====== Listed entries ======

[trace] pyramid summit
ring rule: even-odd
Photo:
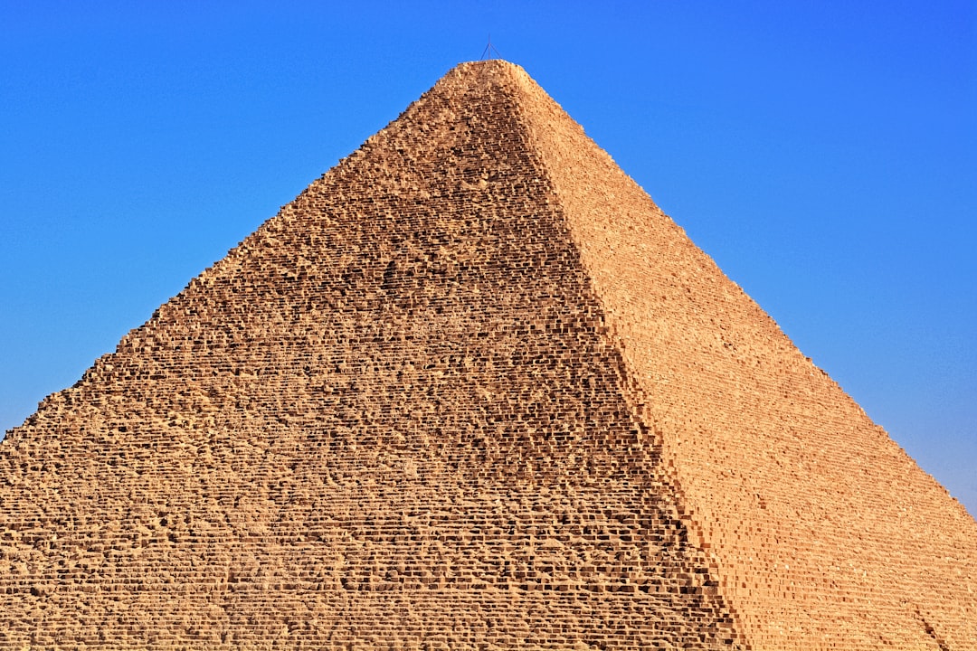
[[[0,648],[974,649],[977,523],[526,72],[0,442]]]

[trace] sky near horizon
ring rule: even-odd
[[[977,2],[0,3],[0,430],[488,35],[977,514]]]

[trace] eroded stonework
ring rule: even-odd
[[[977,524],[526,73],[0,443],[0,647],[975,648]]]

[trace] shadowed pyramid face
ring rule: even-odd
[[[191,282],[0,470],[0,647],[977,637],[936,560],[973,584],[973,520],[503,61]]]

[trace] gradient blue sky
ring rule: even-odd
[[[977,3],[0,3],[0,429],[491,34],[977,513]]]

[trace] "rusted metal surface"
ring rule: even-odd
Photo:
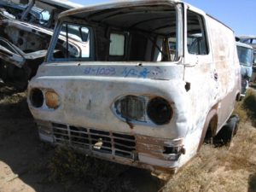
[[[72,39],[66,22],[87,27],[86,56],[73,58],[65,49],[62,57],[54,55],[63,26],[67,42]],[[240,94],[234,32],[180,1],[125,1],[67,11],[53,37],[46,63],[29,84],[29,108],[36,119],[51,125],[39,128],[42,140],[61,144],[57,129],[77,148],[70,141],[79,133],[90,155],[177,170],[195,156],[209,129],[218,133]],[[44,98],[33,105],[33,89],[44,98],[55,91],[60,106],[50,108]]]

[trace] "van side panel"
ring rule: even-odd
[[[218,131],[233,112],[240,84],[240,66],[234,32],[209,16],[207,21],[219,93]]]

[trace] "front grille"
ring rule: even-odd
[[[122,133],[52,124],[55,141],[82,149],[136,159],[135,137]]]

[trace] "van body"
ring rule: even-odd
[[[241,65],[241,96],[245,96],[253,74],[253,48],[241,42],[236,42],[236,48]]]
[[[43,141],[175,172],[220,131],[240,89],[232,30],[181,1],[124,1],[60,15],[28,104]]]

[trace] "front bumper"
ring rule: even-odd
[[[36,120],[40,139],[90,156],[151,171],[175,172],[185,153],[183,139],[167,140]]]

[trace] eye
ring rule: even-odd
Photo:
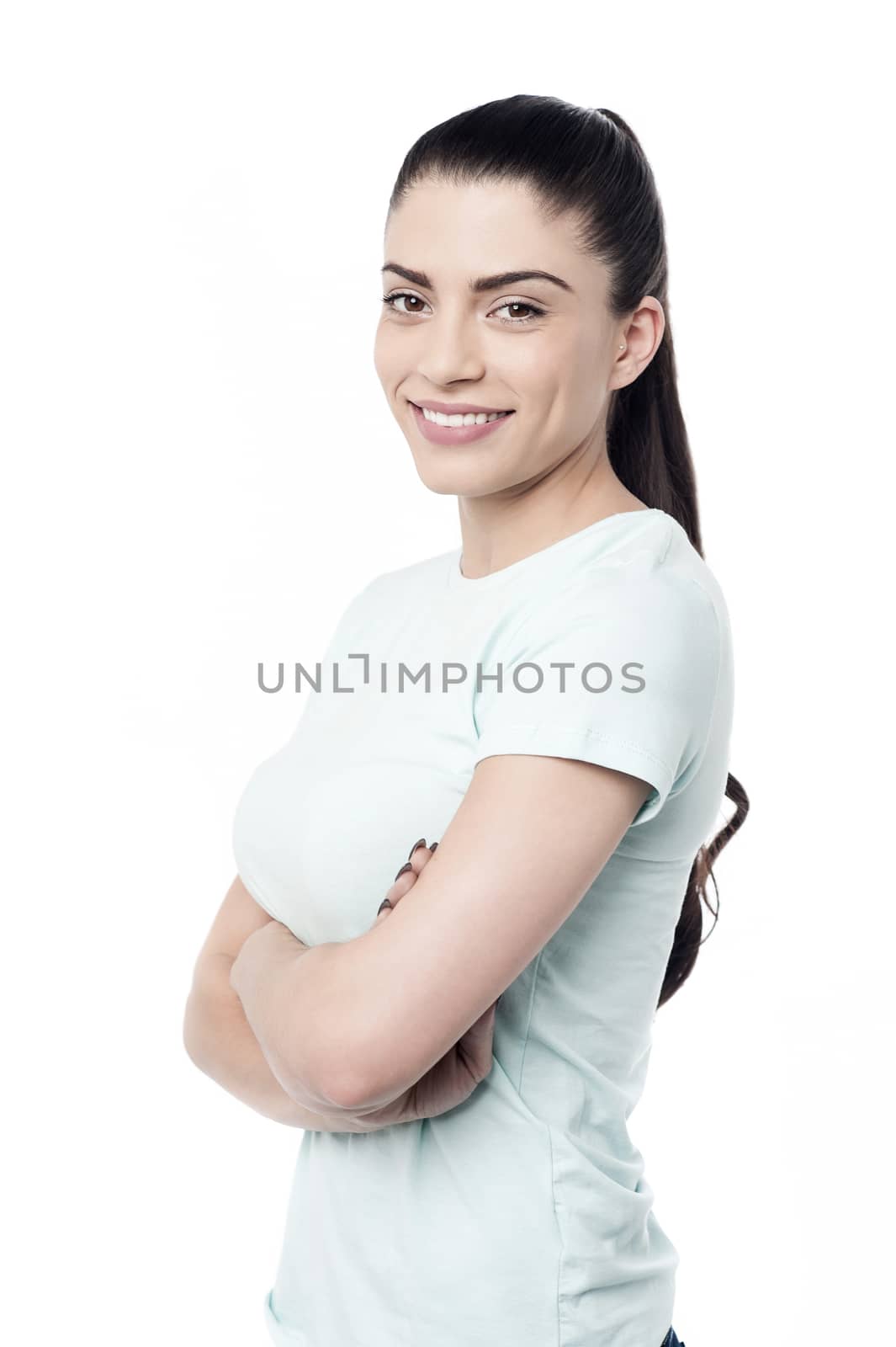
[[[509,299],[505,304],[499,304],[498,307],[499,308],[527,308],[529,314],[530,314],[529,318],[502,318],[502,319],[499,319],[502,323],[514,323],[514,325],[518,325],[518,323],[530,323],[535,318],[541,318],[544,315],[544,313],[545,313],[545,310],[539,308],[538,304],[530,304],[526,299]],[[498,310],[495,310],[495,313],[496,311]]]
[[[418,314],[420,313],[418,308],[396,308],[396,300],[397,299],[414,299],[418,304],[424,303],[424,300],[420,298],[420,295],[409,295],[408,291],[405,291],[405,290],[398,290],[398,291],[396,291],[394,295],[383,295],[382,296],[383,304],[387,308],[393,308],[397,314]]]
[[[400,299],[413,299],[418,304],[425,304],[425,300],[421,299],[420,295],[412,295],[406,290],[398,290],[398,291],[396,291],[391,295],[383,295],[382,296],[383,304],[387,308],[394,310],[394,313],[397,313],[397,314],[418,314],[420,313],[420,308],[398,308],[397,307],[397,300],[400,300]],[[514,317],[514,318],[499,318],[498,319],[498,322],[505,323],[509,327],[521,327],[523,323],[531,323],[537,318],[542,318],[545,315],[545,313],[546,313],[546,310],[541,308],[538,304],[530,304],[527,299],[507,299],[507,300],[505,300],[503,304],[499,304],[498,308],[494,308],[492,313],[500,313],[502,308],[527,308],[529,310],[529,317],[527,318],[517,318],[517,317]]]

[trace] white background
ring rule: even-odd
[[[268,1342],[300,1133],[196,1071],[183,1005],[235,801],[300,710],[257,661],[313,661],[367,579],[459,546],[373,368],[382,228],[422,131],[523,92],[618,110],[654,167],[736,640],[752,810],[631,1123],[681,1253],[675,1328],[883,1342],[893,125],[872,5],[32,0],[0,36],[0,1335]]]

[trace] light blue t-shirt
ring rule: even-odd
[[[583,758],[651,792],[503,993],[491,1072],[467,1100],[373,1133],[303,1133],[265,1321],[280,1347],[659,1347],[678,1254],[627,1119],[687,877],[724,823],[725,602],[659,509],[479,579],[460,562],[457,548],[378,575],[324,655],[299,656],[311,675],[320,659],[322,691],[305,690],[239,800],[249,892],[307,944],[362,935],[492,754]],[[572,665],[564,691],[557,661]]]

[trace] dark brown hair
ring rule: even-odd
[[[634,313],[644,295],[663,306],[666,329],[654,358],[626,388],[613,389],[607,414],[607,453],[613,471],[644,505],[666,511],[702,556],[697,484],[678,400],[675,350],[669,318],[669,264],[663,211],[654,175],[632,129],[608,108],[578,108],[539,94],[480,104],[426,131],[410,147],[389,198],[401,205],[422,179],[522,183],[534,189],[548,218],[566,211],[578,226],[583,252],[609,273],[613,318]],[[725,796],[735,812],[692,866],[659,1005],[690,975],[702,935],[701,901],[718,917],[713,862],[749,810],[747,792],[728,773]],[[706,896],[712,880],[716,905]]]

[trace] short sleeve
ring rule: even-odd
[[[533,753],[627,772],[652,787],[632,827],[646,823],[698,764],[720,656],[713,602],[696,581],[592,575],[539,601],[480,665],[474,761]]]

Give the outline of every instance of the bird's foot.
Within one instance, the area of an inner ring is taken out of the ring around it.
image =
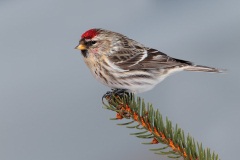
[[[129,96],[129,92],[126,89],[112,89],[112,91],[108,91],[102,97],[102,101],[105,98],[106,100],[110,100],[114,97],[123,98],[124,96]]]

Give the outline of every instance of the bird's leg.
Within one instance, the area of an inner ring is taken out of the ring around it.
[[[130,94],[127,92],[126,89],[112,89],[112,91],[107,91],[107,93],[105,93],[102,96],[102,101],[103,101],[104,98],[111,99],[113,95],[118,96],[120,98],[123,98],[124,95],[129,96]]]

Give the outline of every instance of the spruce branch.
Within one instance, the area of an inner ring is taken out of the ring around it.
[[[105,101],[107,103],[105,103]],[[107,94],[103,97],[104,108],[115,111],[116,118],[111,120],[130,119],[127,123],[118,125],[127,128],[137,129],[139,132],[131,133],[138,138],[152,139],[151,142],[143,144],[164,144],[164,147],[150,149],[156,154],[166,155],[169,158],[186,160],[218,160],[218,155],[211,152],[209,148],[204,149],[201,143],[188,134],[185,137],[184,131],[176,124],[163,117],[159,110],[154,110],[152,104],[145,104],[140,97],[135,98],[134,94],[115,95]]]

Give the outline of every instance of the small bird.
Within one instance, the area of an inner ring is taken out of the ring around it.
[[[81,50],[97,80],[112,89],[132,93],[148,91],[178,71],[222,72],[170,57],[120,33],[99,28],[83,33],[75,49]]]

======
====== Listed entries ======

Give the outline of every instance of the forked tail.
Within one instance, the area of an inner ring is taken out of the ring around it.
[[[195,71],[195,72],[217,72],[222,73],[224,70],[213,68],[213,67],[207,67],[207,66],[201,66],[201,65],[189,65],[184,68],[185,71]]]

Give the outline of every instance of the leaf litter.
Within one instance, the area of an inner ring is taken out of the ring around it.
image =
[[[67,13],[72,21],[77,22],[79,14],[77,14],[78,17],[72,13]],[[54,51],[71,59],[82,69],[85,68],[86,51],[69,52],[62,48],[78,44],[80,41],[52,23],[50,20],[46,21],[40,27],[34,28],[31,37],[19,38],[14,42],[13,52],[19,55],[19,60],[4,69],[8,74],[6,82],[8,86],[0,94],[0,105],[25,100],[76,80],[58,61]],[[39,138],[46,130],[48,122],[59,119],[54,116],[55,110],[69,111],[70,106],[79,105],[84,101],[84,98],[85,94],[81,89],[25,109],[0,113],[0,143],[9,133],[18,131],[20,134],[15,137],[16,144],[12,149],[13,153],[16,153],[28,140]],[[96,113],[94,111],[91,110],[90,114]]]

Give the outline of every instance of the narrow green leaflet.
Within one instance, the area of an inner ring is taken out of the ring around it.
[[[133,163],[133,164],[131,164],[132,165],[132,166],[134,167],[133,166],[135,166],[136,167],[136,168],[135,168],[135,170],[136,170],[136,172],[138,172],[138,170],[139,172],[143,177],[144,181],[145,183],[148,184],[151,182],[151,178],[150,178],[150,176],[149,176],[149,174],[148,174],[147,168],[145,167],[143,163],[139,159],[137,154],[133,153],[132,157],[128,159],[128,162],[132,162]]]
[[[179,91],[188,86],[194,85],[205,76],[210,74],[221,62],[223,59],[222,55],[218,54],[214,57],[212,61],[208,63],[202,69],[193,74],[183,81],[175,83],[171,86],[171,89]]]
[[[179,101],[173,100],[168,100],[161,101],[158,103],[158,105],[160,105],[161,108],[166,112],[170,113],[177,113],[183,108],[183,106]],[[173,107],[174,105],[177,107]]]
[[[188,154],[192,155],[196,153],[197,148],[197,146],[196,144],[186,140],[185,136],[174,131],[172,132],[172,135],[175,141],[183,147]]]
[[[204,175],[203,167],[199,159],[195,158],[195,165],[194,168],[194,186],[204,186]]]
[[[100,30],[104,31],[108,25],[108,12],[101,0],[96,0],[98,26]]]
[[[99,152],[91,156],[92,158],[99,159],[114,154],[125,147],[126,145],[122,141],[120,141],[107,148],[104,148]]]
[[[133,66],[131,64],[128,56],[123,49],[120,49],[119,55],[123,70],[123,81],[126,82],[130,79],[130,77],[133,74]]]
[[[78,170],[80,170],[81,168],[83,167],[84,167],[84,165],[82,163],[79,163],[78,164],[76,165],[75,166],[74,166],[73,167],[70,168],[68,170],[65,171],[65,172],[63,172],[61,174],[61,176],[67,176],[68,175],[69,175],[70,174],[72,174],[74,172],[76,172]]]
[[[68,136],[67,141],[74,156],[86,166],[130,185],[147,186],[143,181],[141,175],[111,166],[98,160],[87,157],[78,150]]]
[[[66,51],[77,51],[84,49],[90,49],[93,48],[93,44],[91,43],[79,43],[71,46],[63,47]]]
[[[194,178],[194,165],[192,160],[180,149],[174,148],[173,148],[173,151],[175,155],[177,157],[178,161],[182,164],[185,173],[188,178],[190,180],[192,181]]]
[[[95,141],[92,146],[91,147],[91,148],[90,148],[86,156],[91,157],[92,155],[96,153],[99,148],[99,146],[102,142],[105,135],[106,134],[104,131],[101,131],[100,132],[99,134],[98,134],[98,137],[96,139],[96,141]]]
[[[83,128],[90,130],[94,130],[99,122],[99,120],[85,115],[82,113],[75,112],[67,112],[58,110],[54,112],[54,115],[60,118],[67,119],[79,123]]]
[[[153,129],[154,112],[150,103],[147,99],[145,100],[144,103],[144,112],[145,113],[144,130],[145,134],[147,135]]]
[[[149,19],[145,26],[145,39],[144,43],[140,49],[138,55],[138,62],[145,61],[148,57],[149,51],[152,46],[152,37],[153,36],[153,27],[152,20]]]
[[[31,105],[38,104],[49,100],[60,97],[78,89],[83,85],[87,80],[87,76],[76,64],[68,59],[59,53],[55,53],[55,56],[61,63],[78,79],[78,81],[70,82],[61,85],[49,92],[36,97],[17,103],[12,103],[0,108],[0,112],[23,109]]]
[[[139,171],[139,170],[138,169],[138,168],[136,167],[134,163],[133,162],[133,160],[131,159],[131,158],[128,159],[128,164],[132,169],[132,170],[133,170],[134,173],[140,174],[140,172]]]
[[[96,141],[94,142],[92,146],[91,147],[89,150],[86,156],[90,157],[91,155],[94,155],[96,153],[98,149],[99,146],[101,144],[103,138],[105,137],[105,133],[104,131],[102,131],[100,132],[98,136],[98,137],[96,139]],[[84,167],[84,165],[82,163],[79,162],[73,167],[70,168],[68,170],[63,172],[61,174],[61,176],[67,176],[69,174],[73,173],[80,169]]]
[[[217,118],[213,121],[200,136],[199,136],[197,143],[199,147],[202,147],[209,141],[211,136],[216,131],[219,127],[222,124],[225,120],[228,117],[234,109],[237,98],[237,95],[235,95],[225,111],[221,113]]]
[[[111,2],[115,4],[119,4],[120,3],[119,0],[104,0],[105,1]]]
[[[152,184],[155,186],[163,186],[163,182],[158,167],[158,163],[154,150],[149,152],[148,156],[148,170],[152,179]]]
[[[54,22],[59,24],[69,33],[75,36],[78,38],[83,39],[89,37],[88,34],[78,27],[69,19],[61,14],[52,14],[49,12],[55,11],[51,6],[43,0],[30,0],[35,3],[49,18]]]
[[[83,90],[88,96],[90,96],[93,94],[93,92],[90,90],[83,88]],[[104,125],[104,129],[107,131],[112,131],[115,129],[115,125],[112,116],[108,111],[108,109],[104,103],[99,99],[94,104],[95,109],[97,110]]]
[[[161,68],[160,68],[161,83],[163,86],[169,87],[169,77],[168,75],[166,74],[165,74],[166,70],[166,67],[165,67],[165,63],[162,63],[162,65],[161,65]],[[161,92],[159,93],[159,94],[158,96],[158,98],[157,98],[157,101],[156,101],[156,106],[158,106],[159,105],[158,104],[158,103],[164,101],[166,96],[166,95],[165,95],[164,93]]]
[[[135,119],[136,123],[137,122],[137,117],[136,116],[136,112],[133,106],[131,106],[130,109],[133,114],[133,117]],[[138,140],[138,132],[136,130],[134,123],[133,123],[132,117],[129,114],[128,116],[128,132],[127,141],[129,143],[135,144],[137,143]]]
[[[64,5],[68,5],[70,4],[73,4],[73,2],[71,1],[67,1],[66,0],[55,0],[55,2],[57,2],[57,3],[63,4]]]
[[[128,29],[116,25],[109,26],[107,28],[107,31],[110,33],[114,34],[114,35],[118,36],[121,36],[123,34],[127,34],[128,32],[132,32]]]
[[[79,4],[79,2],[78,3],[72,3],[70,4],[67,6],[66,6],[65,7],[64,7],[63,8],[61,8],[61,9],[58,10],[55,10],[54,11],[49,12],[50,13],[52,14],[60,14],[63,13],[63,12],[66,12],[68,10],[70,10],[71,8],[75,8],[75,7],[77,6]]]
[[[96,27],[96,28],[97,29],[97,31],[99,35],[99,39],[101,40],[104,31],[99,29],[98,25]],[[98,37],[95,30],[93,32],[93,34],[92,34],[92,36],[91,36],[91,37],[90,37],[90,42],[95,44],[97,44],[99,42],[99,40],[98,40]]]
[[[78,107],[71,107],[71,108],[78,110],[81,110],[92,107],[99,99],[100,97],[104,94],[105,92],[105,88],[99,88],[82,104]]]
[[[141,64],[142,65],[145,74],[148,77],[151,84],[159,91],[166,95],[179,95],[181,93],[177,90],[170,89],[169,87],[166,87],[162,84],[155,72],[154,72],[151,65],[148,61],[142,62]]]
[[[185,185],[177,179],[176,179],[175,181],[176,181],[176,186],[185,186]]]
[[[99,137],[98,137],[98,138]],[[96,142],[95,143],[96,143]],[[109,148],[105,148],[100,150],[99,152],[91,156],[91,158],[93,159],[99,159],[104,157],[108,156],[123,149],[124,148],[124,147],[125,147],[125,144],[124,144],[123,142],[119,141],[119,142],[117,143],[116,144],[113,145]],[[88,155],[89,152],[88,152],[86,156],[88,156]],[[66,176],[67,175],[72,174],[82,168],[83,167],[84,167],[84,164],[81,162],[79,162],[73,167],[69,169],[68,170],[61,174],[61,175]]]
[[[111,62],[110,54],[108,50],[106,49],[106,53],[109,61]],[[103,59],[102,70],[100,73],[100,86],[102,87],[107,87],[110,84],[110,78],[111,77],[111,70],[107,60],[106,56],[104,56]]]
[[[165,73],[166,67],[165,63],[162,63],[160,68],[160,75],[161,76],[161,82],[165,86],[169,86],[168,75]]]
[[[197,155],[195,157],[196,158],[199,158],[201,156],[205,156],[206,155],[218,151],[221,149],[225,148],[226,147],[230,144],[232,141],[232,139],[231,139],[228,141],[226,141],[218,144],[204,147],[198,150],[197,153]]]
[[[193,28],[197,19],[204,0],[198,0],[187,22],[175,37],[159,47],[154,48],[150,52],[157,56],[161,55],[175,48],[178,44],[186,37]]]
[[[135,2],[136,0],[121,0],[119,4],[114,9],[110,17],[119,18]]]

======
====== Listed entries ======

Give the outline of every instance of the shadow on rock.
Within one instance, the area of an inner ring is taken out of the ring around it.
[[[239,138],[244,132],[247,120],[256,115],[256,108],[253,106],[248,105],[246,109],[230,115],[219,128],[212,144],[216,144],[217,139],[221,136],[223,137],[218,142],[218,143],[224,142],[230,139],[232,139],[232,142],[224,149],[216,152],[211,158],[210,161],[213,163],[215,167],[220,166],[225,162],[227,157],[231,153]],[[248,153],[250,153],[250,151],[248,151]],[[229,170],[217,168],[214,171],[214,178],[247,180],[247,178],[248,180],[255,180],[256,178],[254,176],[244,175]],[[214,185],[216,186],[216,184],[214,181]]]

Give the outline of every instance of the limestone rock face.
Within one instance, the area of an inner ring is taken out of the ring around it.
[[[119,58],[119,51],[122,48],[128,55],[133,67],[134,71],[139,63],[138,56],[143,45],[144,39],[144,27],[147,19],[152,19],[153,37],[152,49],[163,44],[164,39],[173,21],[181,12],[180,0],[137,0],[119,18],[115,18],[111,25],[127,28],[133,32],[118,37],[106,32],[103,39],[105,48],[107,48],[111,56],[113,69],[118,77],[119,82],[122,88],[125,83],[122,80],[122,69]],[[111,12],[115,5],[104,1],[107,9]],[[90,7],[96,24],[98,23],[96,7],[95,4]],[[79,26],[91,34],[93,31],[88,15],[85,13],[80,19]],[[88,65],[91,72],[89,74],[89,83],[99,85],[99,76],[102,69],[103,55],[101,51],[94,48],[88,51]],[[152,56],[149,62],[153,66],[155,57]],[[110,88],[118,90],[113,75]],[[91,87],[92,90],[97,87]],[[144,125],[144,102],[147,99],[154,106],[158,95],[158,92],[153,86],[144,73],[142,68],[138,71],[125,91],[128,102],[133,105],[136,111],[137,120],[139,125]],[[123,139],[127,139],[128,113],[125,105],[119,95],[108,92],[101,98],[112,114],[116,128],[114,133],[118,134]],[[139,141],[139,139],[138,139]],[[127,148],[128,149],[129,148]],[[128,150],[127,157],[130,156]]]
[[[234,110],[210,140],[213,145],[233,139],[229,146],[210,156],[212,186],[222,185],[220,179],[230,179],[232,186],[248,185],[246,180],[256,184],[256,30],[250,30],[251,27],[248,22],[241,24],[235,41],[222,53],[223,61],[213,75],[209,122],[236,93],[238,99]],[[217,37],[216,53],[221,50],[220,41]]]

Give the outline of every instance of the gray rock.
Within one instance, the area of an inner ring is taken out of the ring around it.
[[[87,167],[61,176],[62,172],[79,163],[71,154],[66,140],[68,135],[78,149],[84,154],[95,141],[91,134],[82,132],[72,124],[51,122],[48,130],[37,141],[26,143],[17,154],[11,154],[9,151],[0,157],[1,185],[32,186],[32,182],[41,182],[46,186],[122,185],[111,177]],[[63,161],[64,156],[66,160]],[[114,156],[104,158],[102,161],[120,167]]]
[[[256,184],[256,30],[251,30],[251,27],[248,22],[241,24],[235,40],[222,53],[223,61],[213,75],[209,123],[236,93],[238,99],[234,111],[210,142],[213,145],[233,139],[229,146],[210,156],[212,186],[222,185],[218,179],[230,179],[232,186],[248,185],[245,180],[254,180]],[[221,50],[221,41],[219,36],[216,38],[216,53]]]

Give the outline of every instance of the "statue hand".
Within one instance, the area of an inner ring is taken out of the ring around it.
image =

======

Task prompt:
Can you swap "even-odd" for "nonzero" in the stretch of the records from the line containing "[trace] sky near horizon" through the line containing "[[[977,524],[526,73],[0,443],[0,647],[975,648]]]", leaving everything else unchanged and returning only those lines?

Output for this task:
[trace] sky near horizon
ring rule: nonzero
[[[977,2],[0,3],[0,430],[488,35],[977,514]]]

[trace] eroded stonework
ring rule: nonzero
[[[977,524],[526,73],[0,443],[0,647],[975,648]]]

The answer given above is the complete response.